** Task inputs follows **
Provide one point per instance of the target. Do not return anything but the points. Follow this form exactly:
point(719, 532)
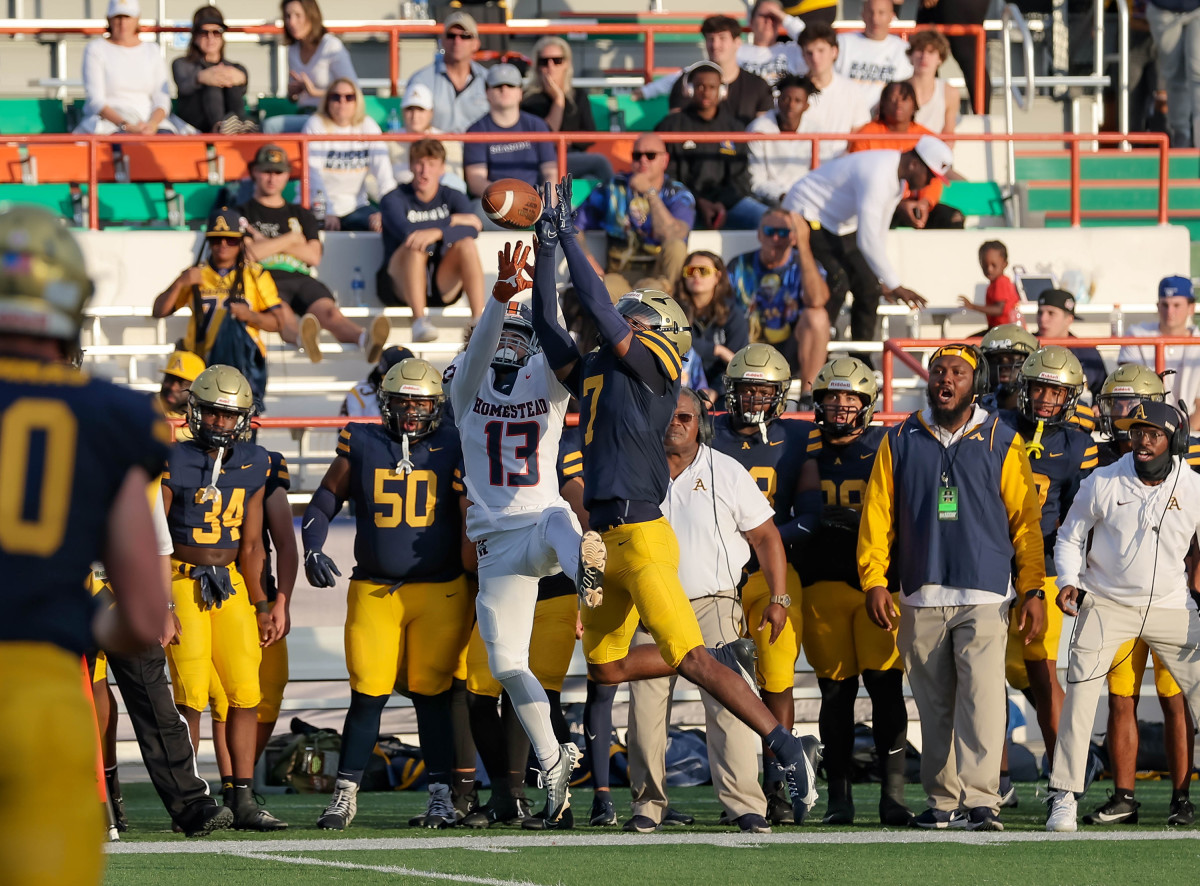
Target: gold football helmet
point(1126, 385)
point(43, 277)
point(845, 373)
point(220, 390)
point(756, 366)
point(400, 396)
point(1006, 348)
point(1055, 366)
point(658, 311)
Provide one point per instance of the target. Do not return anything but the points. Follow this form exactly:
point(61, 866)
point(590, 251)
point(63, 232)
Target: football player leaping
point(630, 387)
point(510, 406)
point(408, 609)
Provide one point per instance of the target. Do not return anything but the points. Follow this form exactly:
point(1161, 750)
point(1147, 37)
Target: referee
point(718, 514)
point(1140, 513)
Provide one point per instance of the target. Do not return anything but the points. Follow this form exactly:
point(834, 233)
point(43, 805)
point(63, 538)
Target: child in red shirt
point(1002, 300)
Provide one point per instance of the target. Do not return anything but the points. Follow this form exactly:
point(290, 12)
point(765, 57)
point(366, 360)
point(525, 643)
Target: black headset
point(705, 421)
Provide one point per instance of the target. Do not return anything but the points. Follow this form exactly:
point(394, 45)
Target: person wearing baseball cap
point(455, 79)
point(1125, 542)
point(1176, 309)
point(1056, 312)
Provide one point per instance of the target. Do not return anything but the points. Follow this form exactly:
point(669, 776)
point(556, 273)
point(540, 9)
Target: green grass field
point(381, 848)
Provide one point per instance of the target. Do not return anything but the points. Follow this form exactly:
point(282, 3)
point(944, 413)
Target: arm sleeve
point(478, 357)
point(556, 342)
point(873, 232)
point(1024, 518)
point(1072, 544)
point(876, 532)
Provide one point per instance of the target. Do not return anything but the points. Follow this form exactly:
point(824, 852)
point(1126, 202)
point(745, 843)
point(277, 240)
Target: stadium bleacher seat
point(33, 115)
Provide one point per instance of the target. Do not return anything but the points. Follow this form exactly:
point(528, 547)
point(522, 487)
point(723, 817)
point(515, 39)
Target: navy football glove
point(319, 569)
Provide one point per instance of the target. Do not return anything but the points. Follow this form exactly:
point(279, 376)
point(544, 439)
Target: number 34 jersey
point(510, 449)
point(408, 524)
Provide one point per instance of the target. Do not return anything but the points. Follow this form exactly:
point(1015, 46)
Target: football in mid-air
point(513, 203)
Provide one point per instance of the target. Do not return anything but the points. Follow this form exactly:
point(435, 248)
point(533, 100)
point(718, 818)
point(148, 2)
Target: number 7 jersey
point(510, 448)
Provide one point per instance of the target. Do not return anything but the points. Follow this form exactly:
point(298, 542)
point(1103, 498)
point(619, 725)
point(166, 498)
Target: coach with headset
point(719, 514)
point(1141, 513)
point(949, 504)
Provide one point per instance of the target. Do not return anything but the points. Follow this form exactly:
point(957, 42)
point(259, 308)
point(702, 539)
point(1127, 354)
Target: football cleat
point(739, 657)
point(342, 808)
point(557, 780)
point(589, 576)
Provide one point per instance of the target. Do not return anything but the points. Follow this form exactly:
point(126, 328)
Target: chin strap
point(405, 466)
point(210, 492)
point(1033, 448)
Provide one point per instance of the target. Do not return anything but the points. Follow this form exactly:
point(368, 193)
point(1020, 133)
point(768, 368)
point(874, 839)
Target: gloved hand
point(319, 569)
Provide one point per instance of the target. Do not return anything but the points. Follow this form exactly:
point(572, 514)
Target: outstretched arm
point(556, 342)
point(481, 348)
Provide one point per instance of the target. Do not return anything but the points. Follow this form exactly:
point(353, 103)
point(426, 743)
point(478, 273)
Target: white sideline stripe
point(382, 869)
point(653, 839)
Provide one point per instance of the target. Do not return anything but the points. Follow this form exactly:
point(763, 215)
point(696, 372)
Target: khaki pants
point(663, 274)
point(1103, 626)
point(954, 657)
point(732, 746)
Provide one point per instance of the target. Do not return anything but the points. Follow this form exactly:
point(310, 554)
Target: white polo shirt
point(1185, 382)
point(709, 506)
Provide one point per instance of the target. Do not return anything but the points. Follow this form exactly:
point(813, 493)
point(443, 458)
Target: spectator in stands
point(937, 101)
point(1056, 312)
point(316, 58)
point(964, 47)
point(783, 289)
point(837, 105)
point(922, 209)
point(227, 293)
point(485, 162)
point(646, 217)
point(765, 54)
point(748, 95)
point(285, 238)
point(361, 401)
point(718, 174)
point(417, 111)
point(942, 482)
point(339, 171)
point(1176, 307)
point(874, 58)
point(211, 90)
point(455, 78)
point(775, 166)
point(719, 324)
point(1001, 303)
point(125, 79)
point(429, 239)
point(850, 202)
point(551, 96)
point(1175, 27)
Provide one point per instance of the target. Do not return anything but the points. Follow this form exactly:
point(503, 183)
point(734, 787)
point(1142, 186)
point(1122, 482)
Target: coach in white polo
point(718, 514)
point(1140, 514)
point(849, 204)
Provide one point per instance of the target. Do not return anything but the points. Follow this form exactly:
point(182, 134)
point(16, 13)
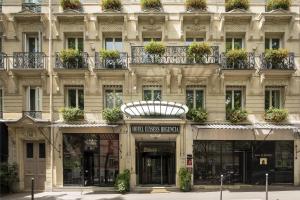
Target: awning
point(154, 109)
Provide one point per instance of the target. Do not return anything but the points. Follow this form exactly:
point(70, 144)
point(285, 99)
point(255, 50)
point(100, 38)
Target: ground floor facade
point(82, 155)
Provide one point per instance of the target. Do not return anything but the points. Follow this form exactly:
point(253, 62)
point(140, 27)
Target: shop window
point(75, 97)
point(195, 97)
point(273, 97)
point(113, 96)
point(152, 93)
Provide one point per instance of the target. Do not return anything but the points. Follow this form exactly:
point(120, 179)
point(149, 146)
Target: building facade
point(35, 84)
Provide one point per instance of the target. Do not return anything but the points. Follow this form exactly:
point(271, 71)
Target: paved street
point(200, 195)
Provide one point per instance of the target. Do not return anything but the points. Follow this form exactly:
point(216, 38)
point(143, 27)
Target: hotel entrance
point(156, 163)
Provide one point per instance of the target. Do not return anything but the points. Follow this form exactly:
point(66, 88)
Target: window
point(234, 43)
point(195, 97)
point(152, 93)
point(114, 44)
point(75, 97)
point(33, 98)
point(272, 43)
point(234, 98)
point(273, 98)
point(113, 97)
point(75, 43)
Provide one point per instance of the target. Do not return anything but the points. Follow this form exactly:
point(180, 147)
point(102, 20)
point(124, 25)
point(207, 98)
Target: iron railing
point(29, 60)
point(33, 114)
point(80, 62)
point(111, 63)
point(34, 7)
point(287, 63)
point(246, 64)
point(172, 55)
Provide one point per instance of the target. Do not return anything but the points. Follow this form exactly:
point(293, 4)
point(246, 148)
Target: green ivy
point(276, 115)
point(278, 4)
point(237, 4)
point(72, 114)
point(112, 115)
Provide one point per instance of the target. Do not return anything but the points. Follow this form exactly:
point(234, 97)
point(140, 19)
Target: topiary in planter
point(236, 4)
point(114, 5)
point(155, 48)
point(151, 4)
point(197, 115)
point(236, 115)
point(278, 4)
point(198, 50)
point(72, 114)
point(70, 4)
point(276, 56)
point(196, 5)
point(112, 115)
point(276, 115)
point(184, 180)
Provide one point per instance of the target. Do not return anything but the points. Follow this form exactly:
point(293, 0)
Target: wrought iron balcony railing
point(172, 55)
point(287, 63)
point(246, 64)
point(34, 114)
point(111, 63)
point(29, 60)
point(34, 7)
point(80, 62)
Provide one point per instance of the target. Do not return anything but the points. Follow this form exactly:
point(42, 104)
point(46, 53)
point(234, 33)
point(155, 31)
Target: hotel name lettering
point(154, 129)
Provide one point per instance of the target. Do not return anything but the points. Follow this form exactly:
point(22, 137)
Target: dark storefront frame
point(97, 152)
point(243, 161)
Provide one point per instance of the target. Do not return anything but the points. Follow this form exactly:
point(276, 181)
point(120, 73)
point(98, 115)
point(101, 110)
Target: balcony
point(78, 62)
point(287, 63)
point(238, 64)
point(33, 7)
point(33, 114)
point(177, 55)
point(111, 63)
point(29, 60)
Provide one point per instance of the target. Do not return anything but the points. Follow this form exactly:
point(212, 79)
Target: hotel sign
point(155, 129)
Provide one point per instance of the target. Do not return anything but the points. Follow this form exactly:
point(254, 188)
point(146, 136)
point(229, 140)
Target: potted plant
point(278, 4)
point(236, 58)
point(198, 50)
point(236, 4)
point(112, 5)
point(70, 4)
point(276, 115)
point(197, 115)
point(236, 115)
point(112, 115)
point(185, 180)
point(72, 114)
point(275, 57)
point(151, 5)
point(122, 183)
point(192, 5)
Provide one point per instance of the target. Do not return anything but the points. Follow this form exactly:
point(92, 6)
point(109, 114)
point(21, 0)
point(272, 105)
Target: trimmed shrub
point(112, 115)
point(198, 51)
point(236, 4)
point(184, 180)
point(197, 115)
point(156, 48)
point(151, 4)
point(278, 4)
point(122, 183)
point(236, 115)
point(70, 4)
point(72, 114)
point(196, 4)
point(114, 5)
point(276, 115)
** End of Task inputs **
- _Problem statement_: Beginning at the line above that contains "point(293, 4)", return each line exactly through the line that contains "point(272, 105)", and no others.

- _Solved exercise_:
point(293, 4)
point(246, 148)
Target: green ivy
point(276, 115)
point(278, 4)
point(237, 4)
point(72, 114)
point(112, 115)
Provide one point per instance of the target. Do not return anything but the points. Follow this form exactly:
point(234, 97)
point(140, 19)
Target: topiary in planter
point(236, 4)
point(114, 5)
point(155, 48)
point(151, 4)
point(197, 115)
point(236, 115)
point(278, 4)
point(198, 50)
point(72, 114)
point(70, 4)
point(276, 56)
point(196, 5)
point(112, 115)
point(276, 115)
point(184, 180)
Provide one point per instance of the target. Do not return anything but the points. Follow this form exactly:
point(293, 0)
Target: wrought iron balcony railing
point(172, 55)
point(287, 63)
point(246, 64)
point(34, 114)
point(111, 63)
point(29, 60)
point(34, 7)
point(80, 62)
Provide one point per instance of the target. Do not return anything but the points. Follow this form exactly:
point(42, 104)
point(46, 53)
point(234, 33)
point(155, 31)
Target: hotel name lettering
point(154, 129)
Provide one point per instance of the target. Do not return anything but the points. Follow this form exactly:
point(22, 137)
Target: dark storefront frame
point(97, 152)
point(243, 161)
Provide one point per instance of the target. Do not return anything but the points. Follow this form exactly:
point(276, 181)
point(120, 73)
point(98, 115)
point(101, 110)
Target: balcony
point(78, 62)
point(287, 63)
point(238, 64)
point(33, 7)
point(33, 114)
point(177, 55)
point(111, 63)
point(29, 60)
Provide one point per instance of the target. Do not return anything but the points. Follow this form exactly:
point(212, 79)
Target: hotel sign
point(155, 129)
Provide one point per instance of the target. Do not return anything but the points. Follow this form exactly:
point(254, 188)
point(146, 136)
point(229, 140)
Target: potted plant
point(278, 4)
point(236, 58)
point(198, 50)
point(236, 4)
point(112, 5)
point(70, 4)
point(276, 115)
point(197, 115)
point(236, 115)
point(112, 115)
point(185, 180)
point(72, 114)
point(275, 57)
point(151, 5)
point(122, 183)
point(192, 5)
Provide one point per instance of the target. Do not return anything but the points. Follow this form exactly:
point(92, 6)
point(109, 114)
point(21, 0)
point(272, 105)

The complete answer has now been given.